### Short problem a
Summarize the article on Google and VMware in two sentences.

### Document section
....................
Google fires back at VMware about virtualization for cloud computing
It’s not a secret that Google is not crazy about hardware virtualization. They made it clear in June 2007, when the engineer André Barroso said:
“I think it will be very sad if we need to use virtualization,” he said. “It is hard to claim we will never use it, but we don’t really use it today.”…
Having Google to endorse your technology is a big thing but so far virtualization vendors survived even without the search engine support.
But at the end of 2008 VMware decided to enter a domain where Google is a recognized leader, cloud computing, and this was enough to trigger a still very polite contrast between the two companies.
At VMworld Europe 2009, the VMware CEO Paul Maritz addressed the Google approach to cloud computing saying that virtualization is the only viable way.
Specifically he said:
they don’t realize that they scale so well only by redesigning their applications and hardware
Google answered yesterday, after the worldwide press continues to obsessively covering the cloud computing topic as the new hype of the year (you know, green computing is surpassed now).
The search engine company published yesterday what seems to be a clear answer to the VMware claims:
…
We serve tens of millions of users, so we’ve had to build infrastructure that scales and can run extremely efficiently to support that load. Consider three areas of data center design: server design, energy efficiency, and scale of operations.
....................
Items in a dataset:
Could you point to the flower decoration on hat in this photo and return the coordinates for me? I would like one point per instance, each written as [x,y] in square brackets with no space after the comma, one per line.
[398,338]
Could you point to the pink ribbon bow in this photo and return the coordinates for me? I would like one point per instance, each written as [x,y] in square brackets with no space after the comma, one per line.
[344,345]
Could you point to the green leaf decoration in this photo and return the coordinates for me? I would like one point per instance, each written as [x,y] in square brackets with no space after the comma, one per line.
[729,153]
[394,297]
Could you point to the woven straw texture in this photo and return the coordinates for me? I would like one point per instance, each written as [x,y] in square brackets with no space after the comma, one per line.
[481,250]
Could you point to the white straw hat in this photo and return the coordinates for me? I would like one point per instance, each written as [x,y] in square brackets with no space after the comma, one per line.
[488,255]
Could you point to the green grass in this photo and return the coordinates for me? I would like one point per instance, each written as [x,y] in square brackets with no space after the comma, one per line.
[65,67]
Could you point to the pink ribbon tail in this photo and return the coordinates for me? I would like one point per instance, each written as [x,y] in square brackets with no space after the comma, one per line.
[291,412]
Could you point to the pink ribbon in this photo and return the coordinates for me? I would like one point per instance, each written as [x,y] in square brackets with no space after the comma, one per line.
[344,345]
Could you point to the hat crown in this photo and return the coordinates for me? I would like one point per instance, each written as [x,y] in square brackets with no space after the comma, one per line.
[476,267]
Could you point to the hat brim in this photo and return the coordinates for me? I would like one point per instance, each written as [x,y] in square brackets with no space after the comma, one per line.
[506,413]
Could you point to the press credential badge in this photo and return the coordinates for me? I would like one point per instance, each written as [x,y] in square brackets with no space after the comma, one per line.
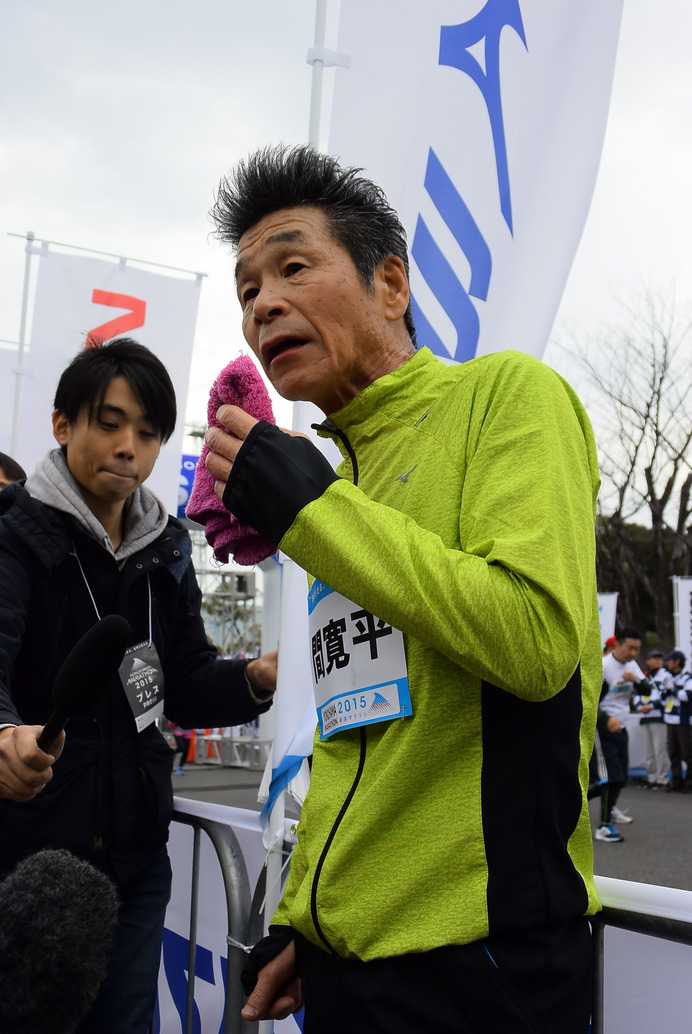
[142,679]
[359,665]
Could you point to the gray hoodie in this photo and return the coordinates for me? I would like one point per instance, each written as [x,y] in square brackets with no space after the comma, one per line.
[145,514]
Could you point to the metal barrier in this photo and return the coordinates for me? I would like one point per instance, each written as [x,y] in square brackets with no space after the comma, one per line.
[244,922]
[635,922]
[238,900]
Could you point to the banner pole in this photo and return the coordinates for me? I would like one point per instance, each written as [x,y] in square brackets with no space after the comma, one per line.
[318,70]
[19,372]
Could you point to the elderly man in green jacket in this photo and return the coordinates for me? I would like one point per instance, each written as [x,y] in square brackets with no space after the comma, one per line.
[444,868]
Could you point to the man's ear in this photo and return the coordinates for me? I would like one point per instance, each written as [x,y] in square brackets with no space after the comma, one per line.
[393,281]
[60,428]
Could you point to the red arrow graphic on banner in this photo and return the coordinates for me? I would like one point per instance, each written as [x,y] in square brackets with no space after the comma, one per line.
[128,321]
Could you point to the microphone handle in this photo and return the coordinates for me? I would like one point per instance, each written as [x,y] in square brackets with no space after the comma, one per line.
[52,730]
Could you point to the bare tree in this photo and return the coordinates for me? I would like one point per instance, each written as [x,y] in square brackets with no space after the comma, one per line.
....................
### Short problem b
List each line of the records that contains the word "hoodie".

### Worked solution a
Google has made clear that it is not fond of hardware virtualization, and after VMware entered cloud computing at the end of 2008, VMware CEO Paul Maritz argued at VMworld Europe 2009 that virtualization is the only viable way to do cloud computing. Google answered with a publication explaining that serving tens of millions of users required infrastructure that scales and runs extremely efficiently, with attention to server design, energy efficiency, and scale of operations.

### Worked solution b
Could you point to the gray hoodie in this photo and return the coordinates for me? I would like one point per instance, each written as [x,y] in square brackets with no space after the comma, one per line.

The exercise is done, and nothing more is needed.